**PASSAGE PROVIDED**
SOUTHPORT – The Southport Board of Aldermen is now on the clock.
READ MORE: Could funds expand for transportation needs in Surf City, Topsail, Southport and more?
The board must decide by the end of the month if they want to join an organization that will handle future transportation projects and advocate for the town’s specific needs.
After the board’s development services committee met with members of the Wilmington Urban Area Metropolitan Planning Organization and the Grand Strand Metropolitan Planning Organization, committee head Travis Henley reported his findings to the board at its Thursday meeting.
The WMPO covers urban transportation projects for New Hanover, eastern Brunswick and southern Pender counties. During its 2022-2026 Strategic Plan, some of the projects it’s focusing on includes Cape Fear Memorial Bridge replacement, Military Cutoff/Eastwood Interchange, Independence Boulevard extension, a section of the Hampstead Bypass, and the interchange between Martin Luther King Jr. Parkway and Kerr Avenue.
Municipalities have to opt into an MPO to participate, but it has to be mutually agreed upon by the organization.
WMPO asked Southport about its interest to join. The Southport BOA has until the end of July to respond.

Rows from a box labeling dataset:
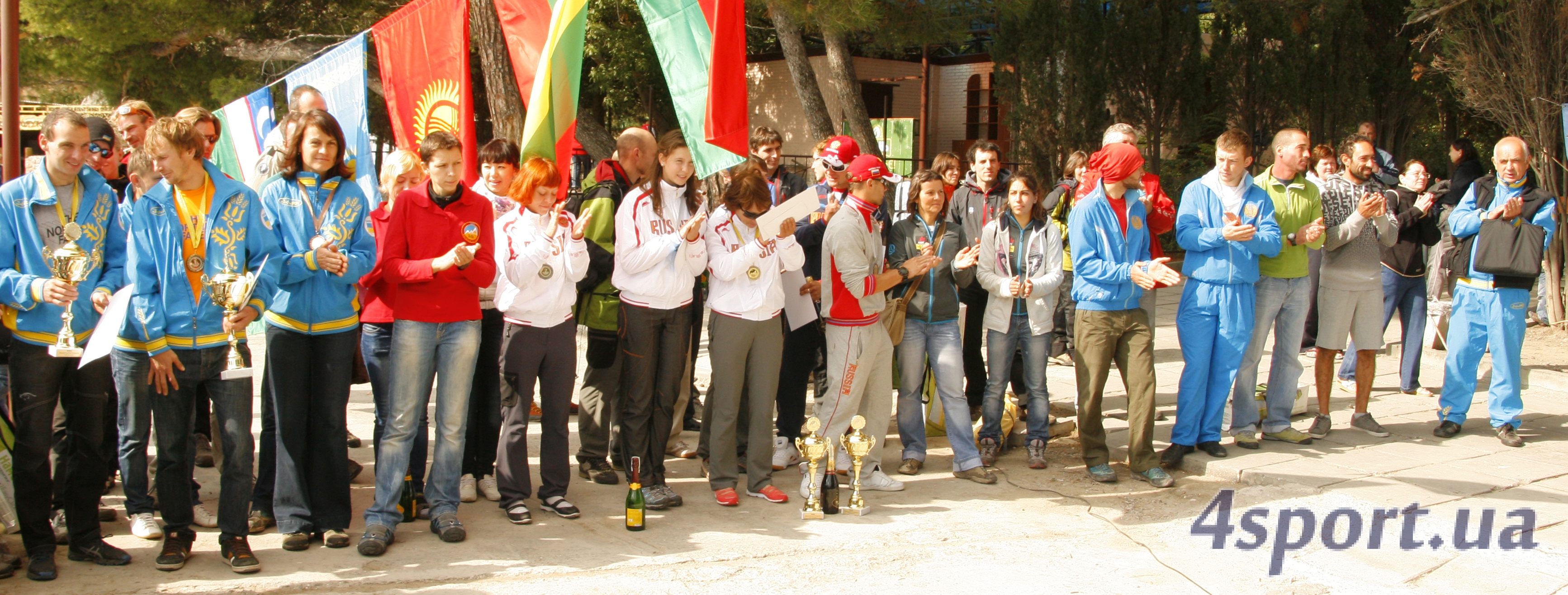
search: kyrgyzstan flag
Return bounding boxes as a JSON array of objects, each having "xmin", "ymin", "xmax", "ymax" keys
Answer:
[
  {"xmin": 370, "ymin": 0, "xmax": 480, "ymax": 183},
  {"xmin": 521, "ymin": 0, "xmax": 588, "ymax": 197}
]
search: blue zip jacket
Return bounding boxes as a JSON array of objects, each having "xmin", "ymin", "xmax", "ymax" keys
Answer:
[
  {"xmin": 1176, "ymin": 169, "xmax": 1281, "ymax": 285},
  {"xmin": 1068, "ymin": 182, "xmax": 1149, "ymax": 312},
  {"xmin": 261, "ymin": 172, "xmax": 376, "ymax": 335},
  {"xmin": 0, "ymin": 165, "xmax": 125, "ymax": 345},
  {"xmin": 114, "ymin": 160, "xmax": 284, "ymax": 355}
]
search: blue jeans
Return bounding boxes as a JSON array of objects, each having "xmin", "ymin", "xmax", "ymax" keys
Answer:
[
  {"xmin": 359, "ymin": 322, "xmax": 430, "ymax": 493},
  {"xmin": 1339, "ymin": 266, "xmax": 1427, "ymax": 392},
  {"xmin": 980, "ymin": 316, "xmax": 1051, "ymax": 442},
  {"xmin": 897, "ymin": 319, "xmax": 980, "ymax": 471},
  {"xmin": 365, "ymin": 319, "xmax": 480, "ymax": 529},
  {"xmin": 1231, "ymin": 276, "xmax": 1312, "ymax": 432}
]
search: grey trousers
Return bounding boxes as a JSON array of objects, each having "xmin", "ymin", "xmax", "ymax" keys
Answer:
[{"xmin": 702, "ymin": 313, "xmax": 790, "ymax": 493}]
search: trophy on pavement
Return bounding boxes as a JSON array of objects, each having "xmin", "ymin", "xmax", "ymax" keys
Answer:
[
  {"xmin": 795, "ymin": 416, "xmax": 833, "ymax": 520},
  {"xmin": 839, "ymin": 415, "xmax": 876, "ymax": 517},
  {"xmin": 43, "ymin": 221, "xmax": 104, "ymax": 357},
  {"xmin": 201, "ymin": 260, "xmax": 266, "ymax": 381}
]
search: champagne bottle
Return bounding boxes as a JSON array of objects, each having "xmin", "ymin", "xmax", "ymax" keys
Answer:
[
  {"xmin": 822, "ymin": 465, "xmax": 839, "ymax": 515},
  {"xmin": 625, "ymin": 457, "xmax": 648, "ymax": 531},
  {"xmin": 397, "ymin": 474, "xmax": 419, "ymax": 523}
]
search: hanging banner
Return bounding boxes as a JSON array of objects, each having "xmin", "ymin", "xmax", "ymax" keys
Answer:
[
  {"xmin": 370, "ymin": 0, "xmax": 480, "ymax": 185},
  {"xmin": 212, "ymin": 86, "xmax": 273, "ymax": 182},
  {"xmin": 637, "ymin": 0, "xmax": 746, "ymax": 177},
  {"xmin": 496, "ymin": 0, "xmax": 561, "ymax": 109},
  {"xmin": 284, "ymin": 33, "xmax": 381, "ymax": 205}
]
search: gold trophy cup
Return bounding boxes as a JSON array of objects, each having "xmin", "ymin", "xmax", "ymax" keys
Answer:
[
  {"xmin": 43, "ymin": 222, "xmax": 104, "ymax": 357},
  {"xmin": 201, "ymin": 268, "xmax": 266, "ymax": 381},
  {"xmin": 795, "ymin": 418, "xmax": 833, "ymax": 520},
  {"xmin": 839, "ymin": 415, "xmax": 876, "ymax": 517}
]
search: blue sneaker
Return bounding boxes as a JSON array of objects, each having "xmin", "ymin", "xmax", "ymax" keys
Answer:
[
  {"xmin": 1132, "ymin": 467, "xmax": 1176, "ymax": 487},
  {"xmin": 1088, "ymin": 463, "xmax": 1117, "ymax": 484}
]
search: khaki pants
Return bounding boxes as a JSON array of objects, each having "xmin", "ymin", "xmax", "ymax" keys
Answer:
[{"xmin": 1072, "ymin": 308, "xmax": 1159, "ymax": 473}]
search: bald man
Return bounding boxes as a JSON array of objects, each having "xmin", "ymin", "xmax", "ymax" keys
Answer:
[
  {"xmin": 1431, "ymin": 136, "xmax": 1557, "ymax": 446},
  {"xmin": 568, "ymin": 128, "xmax": 658, "ymax": 486}
]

**TO-DO LIST**
1. According to the Southport transportation article, by when must the Southport Board of Aldermen respond to the WMPO?
2. Transcribe the Southport transportation article from "The board must" up to and including "its Thursday meeting.", keeping every word and punctuation mark unchanged.

**ANSWERS PROVIDED**
1. By the end of July.

2.
The board must decide by the end of the month if they want to join an organization that will handle future transportation projects and advocate for the town’s specific needs.
After the board’s development services committee met with members of the Wilmington Urban Area Metropolitan Planning Organization and the Grand Strand Metropolitan Planning Organization, committee head Travis Henley reported his findings to the board at its Thursday meeting.